Work order: Copy the data exactly. Leave nothing out.

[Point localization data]
+++++

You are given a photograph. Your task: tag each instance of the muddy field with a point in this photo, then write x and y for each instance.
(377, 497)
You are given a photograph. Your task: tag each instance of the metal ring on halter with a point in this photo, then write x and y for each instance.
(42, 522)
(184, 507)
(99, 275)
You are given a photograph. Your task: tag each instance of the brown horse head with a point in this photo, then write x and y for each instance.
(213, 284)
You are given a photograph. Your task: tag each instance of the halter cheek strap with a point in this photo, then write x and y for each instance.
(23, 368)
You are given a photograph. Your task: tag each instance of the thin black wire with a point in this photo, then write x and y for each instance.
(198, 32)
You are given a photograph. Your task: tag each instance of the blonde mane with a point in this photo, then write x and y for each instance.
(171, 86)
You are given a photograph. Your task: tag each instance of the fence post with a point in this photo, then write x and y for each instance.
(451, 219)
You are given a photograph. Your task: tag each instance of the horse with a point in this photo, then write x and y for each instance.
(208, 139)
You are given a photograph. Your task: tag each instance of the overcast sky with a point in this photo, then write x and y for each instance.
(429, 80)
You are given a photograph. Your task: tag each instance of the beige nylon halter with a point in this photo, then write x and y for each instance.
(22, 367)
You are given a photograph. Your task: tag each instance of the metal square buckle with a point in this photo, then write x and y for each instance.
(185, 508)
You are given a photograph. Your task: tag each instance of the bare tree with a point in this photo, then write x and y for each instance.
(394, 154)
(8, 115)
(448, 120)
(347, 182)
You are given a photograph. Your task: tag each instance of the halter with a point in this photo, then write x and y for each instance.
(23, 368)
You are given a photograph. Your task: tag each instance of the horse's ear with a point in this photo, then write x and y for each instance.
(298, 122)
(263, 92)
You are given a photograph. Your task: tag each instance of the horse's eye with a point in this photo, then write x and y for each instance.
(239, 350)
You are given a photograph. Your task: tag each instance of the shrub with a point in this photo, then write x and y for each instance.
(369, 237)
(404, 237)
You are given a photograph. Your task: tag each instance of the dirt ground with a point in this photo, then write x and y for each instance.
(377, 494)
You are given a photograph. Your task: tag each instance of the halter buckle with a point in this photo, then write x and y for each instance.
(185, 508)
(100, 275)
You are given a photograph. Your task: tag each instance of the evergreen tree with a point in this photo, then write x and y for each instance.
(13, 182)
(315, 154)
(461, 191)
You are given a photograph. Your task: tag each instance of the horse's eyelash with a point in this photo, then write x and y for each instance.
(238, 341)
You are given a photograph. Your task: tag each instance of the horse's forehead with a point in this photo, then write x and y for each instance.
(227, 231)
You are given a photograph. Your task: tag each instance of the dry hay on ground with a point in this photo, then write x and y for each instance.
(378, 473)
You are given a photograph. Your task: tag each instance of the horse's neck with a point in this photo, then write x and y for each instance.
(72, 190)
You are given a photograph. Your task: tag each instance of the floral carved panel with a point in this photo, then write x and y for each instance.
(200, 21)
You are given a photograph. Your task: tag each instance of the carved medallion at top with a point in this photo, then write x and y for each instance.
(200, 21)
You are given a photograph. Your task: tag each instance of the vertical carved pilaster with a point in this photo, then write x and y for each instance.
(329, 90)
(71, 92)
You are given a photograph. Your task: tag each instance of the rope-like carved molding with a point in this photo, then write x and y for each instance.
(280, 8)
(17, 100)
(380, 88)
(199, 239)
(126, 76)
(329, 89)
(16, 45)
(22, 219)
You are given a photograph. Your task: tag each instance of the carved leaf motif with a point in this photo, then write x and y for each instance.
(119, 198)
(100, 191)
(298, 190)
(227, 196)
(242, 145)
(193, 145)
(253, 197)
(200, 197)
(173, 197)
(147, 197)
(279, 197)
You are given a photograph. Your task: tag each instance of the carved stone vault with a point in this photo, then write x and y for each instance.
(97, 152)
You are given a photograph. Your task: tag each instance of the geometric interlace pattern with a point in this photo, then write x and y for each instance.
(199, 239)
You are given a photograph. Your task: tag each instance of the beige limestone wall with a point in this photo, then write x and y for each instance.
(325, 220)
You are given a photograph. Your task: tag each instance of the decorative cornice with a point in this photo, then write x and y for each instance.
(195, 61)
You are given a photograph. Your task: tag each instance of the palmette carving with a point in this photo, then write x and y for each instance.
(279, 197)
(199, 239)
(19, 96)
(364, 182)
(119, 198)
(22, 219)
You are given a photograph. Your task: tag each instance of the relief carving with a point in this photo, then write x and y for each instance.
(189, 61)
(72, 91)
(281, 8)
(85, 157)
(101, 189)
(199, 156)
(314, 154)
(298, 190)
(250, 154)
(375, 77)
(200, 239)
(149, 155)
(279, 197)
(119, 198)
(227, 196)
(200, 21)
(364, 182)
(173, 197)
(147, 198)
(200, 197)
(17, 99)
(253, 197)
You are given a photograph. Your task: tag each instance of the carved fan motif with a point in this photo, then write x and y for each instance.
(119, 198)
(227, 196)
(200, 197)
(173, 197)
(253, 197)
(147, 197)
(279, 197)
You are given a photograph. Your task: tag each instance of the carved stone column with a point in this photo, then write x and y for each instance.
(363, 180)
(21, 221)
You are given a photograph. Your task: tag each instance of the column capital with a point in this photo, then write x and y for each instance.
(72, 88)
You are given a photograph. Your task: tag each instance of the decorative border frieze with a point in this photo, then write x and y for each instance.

+++++

Solution to this task:
You are given a photograph. Your task: tag each instance of the muddy field with a point in this photo, then write x and y for each instance.
(377, 497)
You are given a photograph. Your task: tag each instance of the metal ring on halter with a point in this photo, then write x and y for each instance.
(42, 522)
(184, 507)
(99, 275)
You are given a photograph. Your task: tag each instance of the brown horse head with a point in this photo, then write x and y for each instance.
(213, 284)
You are given a photograph. Your task: tag each instance of the halter cheek strap with a point in this photo, then write x and y for each instance.
(23, 368)
You are given a photograph. Your task: tag each instance of the thin black wire with a point in this photo, then write x and y for each instance.
(198, 32)
You are given a photograph. Your task: tag each instance of the blonde mane with a point in this photo, then write x and y for each instance.
(171, 86)
You are given a photograph. Your task: tag each instance of the fence post with a point in this photo, then write x and y for each instance.
(451, 219)
You are given a photograph. Your task: tag each instance of the horse with a point in this photo, then write x and y for each instance.
(208, 139)
You are given a photograph. Your task: tag each instance of the overcast sky with a point in this photo, then write x and y for each instance.
(429, 80)
You are given a photograph. Your task: tag each instance of the beige nylon halter with a point in this photo, then write x and y for each instance.
(22, 367)
You are given a photograph. Your task: tag each instance of the metal square buckle with a point in this photo, then write x and y for each instance.
(185, 508)
You are given a photograph. Your task: tag each instance of the bare tree with a point in this photo, then write x and y for each instance.
(394, 154)
(8, 115)
(448, 120)
(347, 182)
You are given a photograph. Your task: tag each instance of the halter with a point in this photo, then write x and y for each instance.
(23, 368)
You are given a photograph. Your task: tag each instance of the horse's ear with a point in this photo, then write x and y for each instance.
(298, 122)
(263, 92)
You are given a photograph. Your task: tag each instance of the horse's eye with a point in this photo, then write x and y for each instance.
(239, 350)
You are given a photograph. Your task: tag each instance of the shrub with a point in this photo, then write x and y for each instance.
(369, 237)
(404, 237)
You are given a photograph. Your task: tag each instance of the dirt ground with a point in this photo, then write x and y for each instance.
(377, 494)
You are given a photograph. Your task: tag each instance of the halter buckle with a point in this photo, then write x and y for each instance.
(185, 508)
(100, 275)
You are given a photograph. Your task: tag each instance of the evergreen tree with a point in this photo, then write x and y for each instance.
(13, 182)
(315, 154)
(461, 191)
You are given a photograph. Your task: tag each instance of the horse's eyelash with a point in this photo, then write x and y for each instance.
(238, 341)
You are given a photograph. Your task: tag each instance of the horse's forehead with a point in this photo, then write x and y for each instance.
(227, 231)
You are given a photograph. Your task: tag each instance of the dry hay on ground with a point in this photo, then write x and y for each instance.
(378, 473)
You are given a photograph. Your task: tag each instance of the horse's neck with a point in this photo, then write x and y for each instance.
(72, 190)
You are given a photograph. Your task: tag each instance of the floral carved panel with a point in this photo, then write x and y for each instance.
(200, 21)
You are given a photograph. Your task: tag each instance of the carved medallion at top with a point in this photo, then write x and y for each instance.
(200, 21)
You are given a photograph. Your task: tag each instance of the vertical carved pilaster with a point in this photo, then write x and y for each instance.
(329, 90)
(71, 92)
You are given a photograph. Your task: tag each instance of the rope-like carved molding with a point in this photo, then write x and y for each instance.
(280, 8)
(17, 100)
(380, 88)
(199, 239)
(126, 76)
(329, 89)
(16, 45)
(22, 219)
You are given a photograph. Your task: tag each instance of the carved leaf motif with a point in this photo, then write x and y for each instance.
(119, 198)
(100, 191)
(298, 190)
(227, 196)
(242, 145)
(193, 145)
(253, 197)
(200, 197)
(173, 197)
(147, 197)
(279, 197)
You are given a photograph. Your task: tag each instance of the carved stone vault with a point in this photo, then write x and y for each instance.
(97, 152)
You are given a photograph. Your task: tag each instance of the geometric interlace pattern with a point in this photo, then write x and y for each instance.
(199, 239)
You are given a photograph. Your task: tag each instance of the beige limestone wall with a point in this photo, then write x and y for each instance.
(325, 220)
You are given a photograph. Your task: tag each instance of the decorative cornice with a point in this photo, then write x and y for each instance.
(195, 61)
You are given a photograph. Your task: tag each instance of the palmette carving with a point in this photo, then write x and y for each instance.
(279, 197)
(199, 239)
(19, 96)
(364, 182)
(119, 198)
(22, 219)
You are given a photograph. Your task: tag each instance of the relief carving with a point in this photo, then write x and y for each instance.
(189, 61)
(72, 91)
(281, 8)
(85, 157)
(101, 189)
(199, 156)
(314, 154)
(298, 190)
(250, 154)
(375, 77)
(200, 239)
(149, 155)
(279, 197)
(119, 198)
(227, 196)
(200, 21)
(364, 182)
(173, 197)
(147, 198)
(200, 197)
(17, 99)
(253, 197)
You are given a photograph. Your task: tag each instance of the carved fan motif with a point in this photo, then write x and y for each instance.
(119, 198)
(227, 196)
(200, 197)
(173, 197)
(253, 197)
(147, 197)
(279, 197)
You are given a photograph. Your task: tag each instance of the carved stone column with a point in this photo, then write x and y for each instance.
(363, 180)
(21, 221)
You are given a photograph. Your task: tag each instance of the column capital with a point in this photo, then write x and y for each instance.
(72, 88)
You are given a photograph. Your task: tag each instance of the decorative border frieze with a point in this photo, then write x and y for each instance.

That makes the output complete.